**Verilen görev 1**.
Şu üç ifade metinle uyuşuyor mu? (a) Şark Meselesi, Müslüman halkın geldiği yere geri gönderilmesi olarak tanımlanır. (b) Batılılar, Müslüman halkı geldiği yere geri göndermeyi başarmıştır. (c) CHP kuruluşunun 50. yılını kutlamaktadır. Her ifadeye evet ya da hayır diye cevap verip metinden belirleyici sözleri aynen alıntılar mısın?
**Verilen görev 2**.
Satırlar arasında "hooded" kelimesini içerenlerin hepsini bulup her birini olduğu gibi kopyalar mısın?

##### Metin #####

Bin yıldır bu topraklarda yaşayan ve İslam'ın sancaktarlığını yapan irade Batılılar tarafından hasım olarak telakki edilmiştir.
Batı hasım olarak gördüğü iradeden kurtulmak için Şark Meselesi projesini hep gündemde tutmuştur.
Şark Meselesi, Müslüman halkın geldiği yere geri gönderilmesidir.
Gönderemediler!
Gönderemedikleri iradeyi kendilerine benzetmek suretiyle etkisiz hale getirme yöntemine başvurdular ve kısmen de başarılı oldular.
Kendi kültüründen utanan, kendi halkından kopuk, Batı hayranı kompleksli bir aydın(!) zümresi oluştu.
Ziya Paşa'nın Terkib-i Bendi'nde söylediği gibi,
İslam imiş devlete pâbendi(ayakbağı) terakki(yükselmek)
Evvel yoğ idi işbu rivayet yeni çıktı!
Devletin yükselmesine ayak bağı olan İslamiyet imiş, önceden yoktu, bu söylenti yeni çıktı.
Maalesef bu zümre koca imparatorluğun kısa sürede dağılmasına sebep olmuş, yeni rejim de bu zümrenin mantığıyla hareket etmiş, kendi kültürüne dayalı bir gelişme, yükselme, büyüme kalkınma yerine Batı kültürüne teslim olmayı kurtuluş çaresi olarak görmüş ve dayatmıştır.
Kendi halkını küçümseyen ve kendisini halkı adam edecek kadro olarak gören bu zihniyetin temsilcileri siyasette, kültür sanatta, akademide ve sivil toplum örgütlerinde yeterince yer bulmuş ve sesleri fazlaca çıkmaktadır.
Kuruluşlarının 100. yılını kutlayan CHP bu zihniyetin siyasi temsilcisidir. Zaten bir ideolojiyi millete dayatmak için kurulmuş olan bu parti ve aynı zihniyetin uzantıları milli iradenin hâkimiyetinden rahatsızdırlar.

##### Gösterilen malzeme #####

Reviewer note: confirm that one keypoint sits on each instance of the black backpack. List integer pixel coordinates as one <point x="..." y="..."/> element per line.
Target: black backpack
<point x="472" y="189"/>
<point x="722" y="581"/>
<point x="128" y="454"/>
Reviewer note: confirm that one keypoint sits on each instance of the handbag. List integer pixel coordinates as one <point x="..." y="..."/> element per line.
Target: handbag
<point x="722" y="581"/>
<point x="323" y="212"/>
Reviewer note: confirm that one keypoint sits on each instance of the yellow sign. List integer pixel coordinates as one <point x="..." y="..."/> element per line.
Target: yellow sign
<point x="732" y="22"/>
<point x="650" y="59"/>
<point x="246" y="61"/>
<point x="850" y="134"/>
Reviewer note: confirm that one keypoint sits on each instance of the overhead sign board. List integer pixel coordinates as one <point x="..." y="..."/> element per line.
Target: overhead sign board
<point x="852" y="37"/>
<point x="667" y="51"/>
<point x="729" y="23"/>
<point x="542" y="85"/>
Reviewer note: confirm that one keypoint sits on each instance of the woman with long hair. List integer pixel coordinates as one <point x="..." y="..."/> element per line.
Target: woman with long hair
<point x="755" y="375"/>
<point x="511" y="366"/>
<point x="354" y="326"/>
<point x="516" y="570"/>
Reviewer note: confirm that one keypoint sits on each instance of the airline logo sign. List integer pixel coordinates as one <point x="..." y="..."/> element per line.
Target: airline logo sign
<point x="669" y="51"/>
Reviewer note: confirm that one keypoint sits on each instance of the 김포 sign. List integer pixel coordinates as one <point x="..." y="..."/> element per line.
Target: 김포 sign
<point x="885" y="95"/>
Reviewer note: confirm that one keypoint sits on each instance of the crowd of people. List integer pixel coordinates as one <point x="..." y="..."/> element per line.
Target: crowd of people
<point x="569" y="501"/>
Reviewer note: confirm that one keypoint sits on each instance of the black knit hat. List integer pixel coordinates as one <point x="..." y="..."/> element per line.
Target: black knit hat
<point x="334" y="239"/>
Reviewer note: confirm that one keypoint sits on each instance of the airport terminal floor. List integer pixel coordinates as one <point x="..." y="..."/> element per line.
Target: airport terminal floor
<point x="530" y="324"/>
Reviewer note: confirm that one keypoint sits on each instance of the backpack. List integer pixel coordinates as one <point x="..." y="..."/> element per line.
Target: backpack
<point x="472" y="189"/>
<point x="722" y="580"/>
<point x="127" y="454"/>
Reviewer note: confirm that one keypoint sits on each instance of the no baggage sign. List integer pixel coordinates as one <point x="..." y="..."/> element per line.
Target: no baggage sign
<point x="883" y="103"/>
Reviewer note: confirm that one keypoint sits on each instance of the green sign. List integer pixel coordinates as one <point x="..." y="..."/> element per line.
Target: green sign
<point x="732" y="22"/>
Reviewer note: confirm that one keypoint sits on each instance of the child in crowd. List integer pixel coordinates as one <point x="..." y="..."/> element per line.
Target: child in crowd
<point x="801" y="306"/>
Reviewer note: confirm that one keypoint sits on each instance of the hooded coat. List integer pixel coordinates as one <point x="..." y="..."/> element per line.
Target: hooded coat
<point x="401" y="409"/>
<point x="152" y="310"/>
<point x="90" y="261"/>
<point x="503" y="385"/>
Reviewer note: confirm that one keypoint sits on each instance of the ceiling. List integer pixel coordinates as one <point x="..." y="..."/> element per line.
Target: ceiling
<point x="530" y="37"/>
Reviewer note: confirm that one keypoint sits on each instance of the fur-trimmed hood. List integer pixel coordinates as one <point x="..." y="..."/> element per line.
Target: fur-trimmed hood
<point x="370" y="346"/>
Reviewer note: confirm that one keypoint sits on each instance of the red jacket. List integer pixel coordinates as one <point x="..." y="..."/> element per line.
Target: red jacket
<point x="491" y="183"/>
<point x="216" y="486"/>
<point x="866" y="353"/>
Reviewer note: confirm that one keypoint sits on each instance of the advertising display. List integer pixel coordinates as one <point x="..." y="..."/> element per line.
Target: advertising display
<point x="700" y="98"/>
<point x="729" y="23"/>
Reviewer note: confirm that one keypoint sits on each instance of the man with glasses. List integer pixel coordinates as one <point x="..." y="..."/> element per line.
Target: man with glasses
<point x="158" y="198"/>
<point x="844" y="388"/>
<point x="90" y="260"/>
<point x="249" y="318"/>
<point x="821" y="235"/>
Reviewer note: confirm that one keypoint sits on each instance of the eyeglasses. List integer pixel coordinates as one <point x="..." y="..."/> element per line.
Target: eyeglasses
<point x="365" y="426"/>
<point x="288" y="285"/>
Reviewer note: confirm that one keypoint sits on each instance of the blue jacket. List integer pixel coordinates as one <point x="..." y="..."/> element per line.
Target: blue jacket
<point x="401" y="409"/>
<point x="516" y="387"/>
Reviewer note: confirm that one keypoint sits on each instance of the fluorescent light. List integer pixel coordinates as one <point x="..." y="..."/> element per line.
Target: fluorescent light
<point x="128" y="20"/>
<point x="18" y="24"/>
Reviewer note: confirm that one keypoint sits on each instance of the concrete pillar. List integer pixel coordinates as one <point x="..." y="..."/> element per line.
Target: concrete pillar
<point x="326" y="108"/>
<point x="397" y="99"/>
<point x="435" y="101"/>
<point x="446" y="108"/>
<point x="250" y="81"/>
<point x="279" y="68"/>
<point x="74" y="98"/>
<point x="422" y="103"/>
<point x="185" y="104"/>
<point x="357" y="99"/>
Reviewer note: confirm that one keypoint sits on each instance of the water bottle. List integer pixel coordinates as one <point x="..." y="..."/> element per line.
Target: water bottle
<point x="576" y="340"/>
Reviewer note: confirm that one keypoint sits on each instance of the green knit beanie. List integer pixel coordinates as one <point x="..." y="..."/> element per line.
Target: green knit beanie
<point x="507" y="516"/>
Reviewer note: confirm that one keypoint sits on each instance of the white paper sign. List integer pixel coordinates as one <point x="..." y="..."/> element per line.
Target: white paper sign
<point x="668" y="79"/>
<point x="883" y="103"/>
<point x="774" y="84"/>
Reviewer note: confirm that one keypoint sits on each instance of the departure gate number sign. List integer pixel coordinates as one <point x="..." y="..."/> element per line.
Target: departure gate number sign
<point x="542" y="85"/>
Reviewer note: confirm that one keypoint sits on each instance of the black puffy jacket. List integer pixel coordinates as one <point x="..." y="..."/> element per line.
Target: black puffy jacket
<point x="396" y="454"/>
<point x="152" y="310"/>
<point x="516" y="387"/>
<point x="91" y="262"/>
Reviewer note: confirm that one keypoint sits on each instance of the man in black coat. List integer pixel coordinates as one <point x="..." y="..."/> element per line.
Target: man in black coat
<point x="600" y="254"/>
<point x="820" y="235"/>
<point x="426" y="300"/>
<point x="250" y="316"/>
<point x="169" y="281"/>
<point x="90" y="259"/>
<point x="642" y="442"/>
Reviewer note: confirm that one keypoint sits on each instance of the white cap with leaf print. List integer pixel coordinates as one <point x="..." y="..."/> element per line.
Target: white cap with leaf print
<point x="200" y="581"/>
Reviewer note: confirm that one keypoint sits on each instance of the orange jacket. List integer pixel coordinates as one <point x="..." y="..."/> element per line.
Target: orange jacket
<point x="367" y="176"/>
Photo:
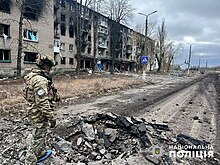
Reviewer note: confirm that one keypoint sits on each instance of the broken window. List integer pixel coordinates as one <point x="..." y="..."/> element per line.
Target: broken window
<point x="5" y="6"/>
<point x="62" y="46"/>
<point x="71" y="7"/>
<point x="62" y="3"/>
<point x="71" y="47"/>
<point x="63" y="60"/>
<point x="30" y="57"/>
<point x="30" y="12"/>
<point x="71" y="31"/>
<point x="71" y="61"/>
<point x="89" y="50"/>
<point x="71" y="21"/>
<point x="4" y="29"/>
<point x="5" y="55"/>
<point x="30" y="35"/>
<point x="63" y="29"/>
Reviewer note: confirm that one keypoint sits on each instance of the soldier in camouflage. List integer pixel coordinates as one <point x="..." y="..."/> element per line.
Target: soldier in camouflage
<point x="41" y="96"/>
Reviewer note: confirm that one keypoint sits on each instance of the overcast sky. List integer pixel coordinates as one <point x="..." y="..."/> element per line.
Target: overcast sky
<point x="187" y="21"/>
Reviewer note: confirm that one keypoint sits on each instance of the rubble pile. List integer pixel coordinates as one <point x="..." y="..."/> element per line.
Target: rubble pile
<point x="105" y="137"/>
<point x="97" y="139"/>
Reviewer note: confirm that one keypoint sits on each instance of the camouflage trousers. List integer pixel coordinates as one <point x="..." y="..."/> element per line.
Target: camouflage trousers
<point x="38" y="144"/>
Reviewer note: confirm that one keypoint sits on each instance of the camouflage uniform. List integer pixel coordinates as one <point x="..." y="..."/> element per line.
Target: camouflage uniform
<point x="41" y="95"/>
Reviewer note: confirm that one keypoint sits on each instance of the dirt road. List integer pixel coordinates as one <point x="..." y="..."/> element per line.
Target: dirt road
<point x="187" y="106"/>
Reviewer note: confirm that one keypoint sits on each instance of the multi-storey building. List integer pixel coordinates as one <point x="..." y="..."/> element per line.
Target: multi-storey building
<point x="36" y="32"/>
<point x="52" y="28"/>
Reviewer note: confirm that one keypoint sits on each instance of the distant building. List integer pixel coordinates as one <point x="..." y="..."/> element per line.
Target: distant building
<point x="37" y="33"/>
<point x="53" y="31"/>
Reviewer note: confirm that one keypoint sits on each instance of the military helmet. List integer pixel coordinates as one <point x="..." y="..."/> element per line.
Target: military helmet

#####

**Tam yanıt 1**.
(a) Evet: "Şark Meselesi, Müslüman halkın geldiği yere geri gönderilmesidir."
(b) Hayır: "Gönderemediler!"
(c) Hayır: "Kuruluşlarının 100. yılını kutlayan CHP"

**Tam yanıt 2**.
Reviewer note: confirm that one keypoint sits on each instance of the hooded coat. List integer pixel coordinates as one <point x="..." y="..."/> element per line.
Target: hooded coat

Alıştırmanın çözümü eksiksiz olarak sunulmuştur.